俺が食べ残しをしなくなった訳 アーサー・ビナード「空からきた魚」(集英社文庫)
2008年 05月 09日
著者は小学校三年生の時、朝登校前にピアノを習いに通った。
両親にむりやり通わせられて、「ゼッタイ覚えないでやろうと決め込んでいたピアノも、いつの間にか少し弾けるように」なったのは、アイバン先生が早朝レッスンを"お茶のひととき"に替えてくれたおかげだと言う。
著者が風邪を引いて休むと翌週ピアノにつくやいなやポオの病気快癒を謳った詩を朗々と唱えて笑うような先生だった。
著者が詩に興味をもつようになったのもアイバン先生に関係があるかもしれない。
著者はその後アメリカ各地に移り住んだけれど先生に会いに行く。来日後はクリスマスの手紙を欠かさなかったがある年に途絶える。
アメリカに帰って友人に会ったら先生が死の直前に著者に出した手紙を見せられる。
☆ ☆ ☆ ☆ ☆
[課題]: 本文によると、著者が覚えないと決め込んでいたピアノを少し弾けるようになったのはなぜか。一〜三文で説明せよ。 この後の行は本文とは別個の資料である。

[提供された行]:
☆ ☆ ☆ ☆ ☆
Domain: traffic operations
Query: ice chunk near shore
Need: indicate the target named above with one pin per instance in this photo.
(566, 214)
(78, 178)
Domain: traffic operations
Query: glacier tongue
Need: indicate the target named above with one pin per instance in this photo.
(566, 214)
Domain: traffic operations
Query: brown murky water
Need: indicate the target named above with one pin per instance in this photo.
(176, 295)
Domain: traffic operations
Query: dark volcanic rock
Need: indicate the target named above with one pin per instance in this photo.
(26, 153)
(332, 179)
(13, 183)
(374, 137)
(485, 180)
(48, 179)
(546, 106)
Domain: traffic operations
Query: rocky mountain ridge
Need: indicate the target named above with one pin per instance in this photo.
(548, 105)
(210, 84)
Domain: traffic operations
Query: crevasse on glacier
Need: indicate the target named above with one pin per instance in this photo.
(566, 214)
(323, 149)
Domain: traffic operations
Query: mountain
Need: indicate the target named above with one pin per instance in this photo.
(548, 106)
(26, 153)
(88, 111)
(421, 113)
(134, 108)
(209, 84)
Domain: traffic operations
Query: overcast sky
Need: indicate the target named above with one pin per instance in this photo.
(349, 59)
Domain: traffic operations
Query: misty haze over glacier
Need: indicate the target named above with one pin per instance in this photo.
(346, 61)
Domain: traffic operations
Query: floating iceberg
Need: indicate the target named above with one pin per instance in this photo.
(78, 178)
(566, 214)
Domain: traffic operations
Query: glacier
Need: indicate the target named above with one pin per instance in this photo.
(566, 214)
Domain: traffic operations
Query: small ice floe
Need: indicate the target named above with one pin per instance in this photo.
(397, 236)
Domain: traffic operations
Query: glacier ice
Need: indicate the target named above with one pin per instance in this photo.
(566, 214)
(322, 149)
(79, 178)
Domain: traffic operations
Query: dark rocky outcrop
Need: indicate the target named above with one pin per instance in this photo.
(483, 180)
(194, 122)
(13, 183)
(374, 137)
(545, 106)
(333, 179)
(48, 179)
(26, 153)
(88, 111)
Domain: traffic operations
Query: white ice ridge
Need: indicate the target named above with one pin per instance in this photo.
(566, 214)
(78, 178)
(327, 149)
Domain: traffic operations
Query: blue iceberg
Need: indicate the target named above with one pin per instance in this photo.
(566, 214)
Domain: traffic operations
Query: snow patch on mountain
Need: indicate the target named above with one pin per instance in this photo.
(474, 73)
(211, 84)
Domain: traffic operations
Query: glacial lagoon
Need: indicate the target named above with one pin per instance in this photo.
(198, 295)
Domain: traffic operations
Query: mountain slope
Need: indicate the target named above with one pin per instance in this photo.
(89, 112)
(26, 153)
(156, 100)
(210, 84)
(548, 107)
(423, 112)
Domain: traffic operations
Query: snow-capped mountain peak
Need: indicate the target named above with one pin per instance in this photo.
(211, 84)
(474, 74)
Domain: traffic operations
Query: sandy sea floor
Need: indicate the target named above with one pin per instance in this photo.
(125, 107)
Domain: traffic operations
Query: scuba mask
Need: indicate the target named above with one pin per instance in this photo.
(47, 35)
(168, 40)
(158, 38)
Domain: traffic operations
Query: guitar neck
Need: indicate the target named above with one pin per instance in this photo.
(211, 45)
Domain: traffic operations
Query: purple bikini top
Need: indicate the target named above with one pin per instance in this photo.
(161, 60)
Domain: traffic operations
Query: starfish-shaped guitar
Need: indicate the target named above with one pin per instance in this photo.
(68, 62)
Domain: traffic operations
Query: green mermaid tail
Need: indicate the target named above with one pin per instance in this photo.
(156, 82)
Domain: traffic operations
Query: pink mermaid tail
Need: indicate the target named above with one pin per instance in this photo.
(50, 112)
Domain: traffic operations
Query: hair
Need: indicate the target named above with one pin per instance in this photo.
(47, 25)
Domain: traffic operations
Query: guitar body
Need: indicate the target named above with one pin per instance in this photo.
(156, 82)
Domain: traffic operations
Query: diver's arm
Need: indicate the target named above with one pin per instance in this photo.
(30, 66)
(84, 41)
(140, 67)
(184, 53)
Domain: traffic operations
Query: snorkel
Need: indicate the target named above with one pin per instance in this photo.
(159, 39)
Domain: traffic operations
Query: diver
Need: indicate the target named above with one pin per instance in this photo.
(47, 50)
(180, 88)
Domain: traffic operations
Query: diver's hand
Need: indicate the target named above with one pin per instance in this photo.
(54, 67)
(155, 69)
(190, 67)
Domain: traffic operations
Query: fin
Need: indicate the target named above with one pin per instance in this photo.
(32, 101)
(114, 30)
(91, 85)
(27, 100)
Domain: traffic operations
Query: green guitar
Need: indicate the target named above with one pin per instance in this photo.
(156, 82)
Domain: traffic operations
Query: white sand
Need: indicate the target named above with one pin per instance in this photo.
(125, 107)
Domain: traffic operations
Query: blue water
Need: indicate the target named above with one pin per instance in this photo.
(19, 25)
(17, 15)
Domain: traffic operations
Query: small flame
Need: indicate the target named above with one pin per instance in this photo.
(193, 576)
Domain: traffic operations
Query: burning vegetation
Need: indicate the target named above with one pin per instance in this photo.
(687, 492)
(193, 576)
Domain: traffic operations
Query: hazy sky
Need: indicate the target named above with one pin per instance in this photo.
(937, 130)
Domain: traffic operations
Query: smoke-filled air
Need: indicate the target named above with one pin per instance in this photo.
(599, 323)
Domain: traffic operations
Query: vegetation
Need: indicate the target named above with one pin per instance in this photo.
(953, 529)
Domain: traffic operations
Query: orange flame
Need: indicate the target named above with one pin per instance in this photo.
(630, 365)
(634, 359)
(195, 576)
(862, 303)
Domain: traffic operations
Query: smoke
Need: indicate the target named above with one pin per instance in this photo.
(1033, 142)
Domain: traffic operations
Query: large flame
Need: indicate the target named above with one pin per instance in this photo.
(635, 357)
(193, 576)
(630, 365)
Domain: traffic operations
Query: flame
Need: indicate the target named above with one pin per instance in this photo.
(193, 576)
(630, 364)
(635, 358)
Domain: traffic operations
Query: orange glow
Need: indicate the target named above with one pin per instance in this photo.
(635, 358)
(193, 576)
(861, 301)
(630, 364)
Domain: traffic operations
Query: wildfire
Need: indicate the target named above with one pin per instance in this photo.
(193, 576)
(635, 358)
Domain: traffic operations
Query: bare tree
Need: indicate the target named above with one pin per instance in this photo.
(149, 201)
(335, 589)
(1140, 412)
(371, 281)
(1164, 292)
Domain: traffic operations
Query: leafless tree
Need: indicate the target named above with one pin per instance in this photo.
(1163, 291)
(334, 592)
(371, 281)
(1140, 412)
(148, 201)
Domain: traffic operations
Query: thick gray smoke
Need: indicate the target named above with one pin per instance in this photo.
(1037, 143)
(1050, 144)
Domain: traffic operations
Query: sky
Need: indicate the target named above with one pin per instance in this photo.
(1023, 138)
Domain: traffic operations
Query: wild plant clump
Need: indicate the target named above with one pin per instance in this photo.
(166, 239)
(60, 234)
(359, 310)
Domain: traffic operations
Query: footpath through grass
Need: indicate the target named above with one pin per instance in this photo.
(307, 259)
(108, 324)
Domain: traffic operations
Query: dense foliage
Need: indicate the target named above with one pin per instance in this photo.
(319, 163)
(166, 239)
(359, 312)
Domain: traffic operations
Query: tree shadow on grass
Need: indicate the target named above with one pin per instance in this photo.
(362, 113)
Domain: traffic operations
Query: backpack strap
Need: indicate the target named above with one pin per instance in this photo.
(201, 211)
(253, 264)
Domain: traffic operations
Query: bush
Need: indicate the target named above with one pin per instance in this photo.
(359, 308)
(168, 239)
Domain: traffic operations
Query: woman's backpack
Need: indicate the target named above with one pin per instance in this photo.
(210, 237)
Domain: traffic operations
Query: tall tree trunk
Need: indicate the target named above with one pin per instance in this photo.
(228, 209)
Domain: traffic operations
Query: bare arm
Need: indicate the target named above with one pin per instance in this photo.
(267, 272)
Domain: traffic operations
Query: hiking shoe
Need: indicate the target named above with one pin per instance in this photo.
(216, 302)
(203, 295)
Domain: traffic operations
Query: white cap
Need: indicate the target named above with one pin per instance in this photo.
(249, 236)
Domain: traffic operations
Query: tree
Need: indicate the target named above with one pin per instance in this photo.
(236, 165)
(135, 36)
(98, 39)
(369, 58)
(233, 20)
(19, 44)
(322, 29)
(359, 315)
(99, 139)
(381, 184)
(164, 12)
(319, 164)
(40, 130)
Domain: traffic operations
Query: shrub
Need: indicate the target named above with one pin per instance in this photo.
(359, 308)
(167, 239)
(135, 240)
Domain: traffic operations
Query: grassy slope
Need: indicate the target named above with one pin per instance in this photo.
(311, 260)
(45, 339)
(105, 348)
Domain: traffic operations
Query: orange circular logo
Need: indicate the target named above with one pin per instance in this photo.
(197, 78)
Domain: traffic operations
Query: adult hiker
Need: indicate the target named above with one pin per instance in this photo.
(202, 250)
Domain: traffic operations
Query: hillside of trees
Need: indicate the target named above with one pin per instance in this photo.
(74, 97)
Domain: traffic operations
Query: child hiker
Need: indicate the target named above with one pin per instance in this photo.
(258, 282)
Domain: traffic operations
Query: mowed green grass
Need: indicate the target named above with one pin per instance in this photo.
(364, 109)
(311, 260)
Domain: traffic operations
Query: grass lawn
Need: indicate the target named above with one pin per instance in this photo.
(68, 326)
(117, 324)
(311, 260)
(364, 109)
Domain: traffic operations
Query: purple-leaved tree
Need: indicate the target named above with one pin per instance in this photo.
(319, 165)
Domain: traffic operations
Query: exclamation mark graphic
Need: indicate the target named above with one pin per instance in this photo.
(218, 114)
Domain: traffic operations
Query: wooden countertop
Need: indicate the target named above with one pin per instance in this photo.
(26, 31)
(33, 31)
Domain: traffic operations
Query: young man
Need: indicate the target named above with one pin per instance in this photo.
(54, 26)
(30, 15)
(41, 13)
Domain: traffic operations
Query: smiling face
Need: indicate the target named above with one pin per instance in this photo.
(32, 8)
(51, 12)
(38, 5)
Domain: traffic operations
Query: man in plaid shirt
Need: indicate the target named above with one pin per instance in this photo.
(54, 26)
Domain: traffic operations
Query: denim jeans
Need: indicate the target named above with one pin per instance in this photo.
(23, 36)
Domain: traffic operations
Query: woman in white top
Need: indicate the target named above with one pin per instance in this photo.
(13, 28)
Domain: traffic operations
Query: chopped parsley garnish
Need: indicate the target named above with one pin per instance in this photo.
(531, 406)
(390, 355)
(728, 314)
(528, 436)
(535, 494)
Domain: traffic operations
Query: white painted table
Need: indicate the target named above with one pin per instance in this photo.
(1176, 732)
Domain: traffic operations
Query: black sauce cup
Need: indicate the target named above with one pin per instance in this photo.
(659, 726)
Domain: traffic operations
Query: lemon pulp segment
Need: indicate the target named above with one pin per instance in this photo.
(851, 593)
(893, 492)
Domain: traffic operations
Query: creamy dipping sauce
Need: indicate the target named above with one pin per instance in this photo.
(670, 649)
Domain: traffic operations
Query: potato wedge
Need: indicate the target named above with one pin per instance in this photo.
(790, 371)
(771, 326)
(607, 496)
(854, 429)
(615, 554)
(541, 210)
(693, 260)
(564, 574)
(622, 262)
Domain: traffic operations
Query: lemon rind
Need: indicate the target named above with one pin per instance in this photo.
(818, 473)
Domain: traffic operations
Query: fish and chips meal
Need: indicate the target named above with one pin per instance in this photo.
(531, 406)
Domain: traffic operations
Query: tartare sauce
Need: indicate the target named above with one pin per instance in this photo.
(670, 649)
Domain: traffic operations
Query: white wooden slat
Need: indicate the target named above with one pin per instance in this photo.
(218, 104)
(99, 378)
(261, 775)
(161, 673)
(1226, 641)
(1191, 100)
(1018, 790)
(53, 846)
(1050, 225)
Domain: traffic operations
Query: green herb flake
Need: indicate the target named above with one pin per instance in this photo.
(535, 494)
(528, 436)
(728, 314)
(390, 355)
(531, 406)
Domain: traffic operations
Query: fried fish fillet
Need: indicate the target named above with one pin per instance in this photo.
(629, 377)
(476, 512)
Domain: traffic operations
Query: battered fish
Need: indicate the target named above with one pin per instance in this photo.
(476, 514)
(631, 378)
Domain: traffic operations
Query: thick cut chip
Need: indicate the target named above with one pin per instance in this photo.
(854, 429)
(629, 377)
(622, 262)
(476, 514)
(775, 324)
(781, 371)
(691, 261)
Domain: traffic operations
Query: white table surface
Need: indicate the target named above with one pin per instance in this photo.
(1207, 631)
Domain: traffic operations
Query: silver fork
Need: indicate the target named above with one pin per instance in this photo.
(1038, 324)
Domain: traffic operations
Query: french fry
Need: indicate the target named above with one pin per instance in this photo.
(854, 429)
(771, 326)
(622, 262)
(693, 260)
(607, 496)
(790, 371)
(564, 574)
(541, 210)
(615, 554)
☆ ☆ ☆ ☆ ☆
[解答]: アイバン先生が早朝のレッスンを「お茶のひととき」に替えてくれたからである。著者は両親にむりやり通わせられ、ゼッタイ覚えないと決め込んでいたが、そのおかげでいつの間にか少し弾けるようになったと言っている。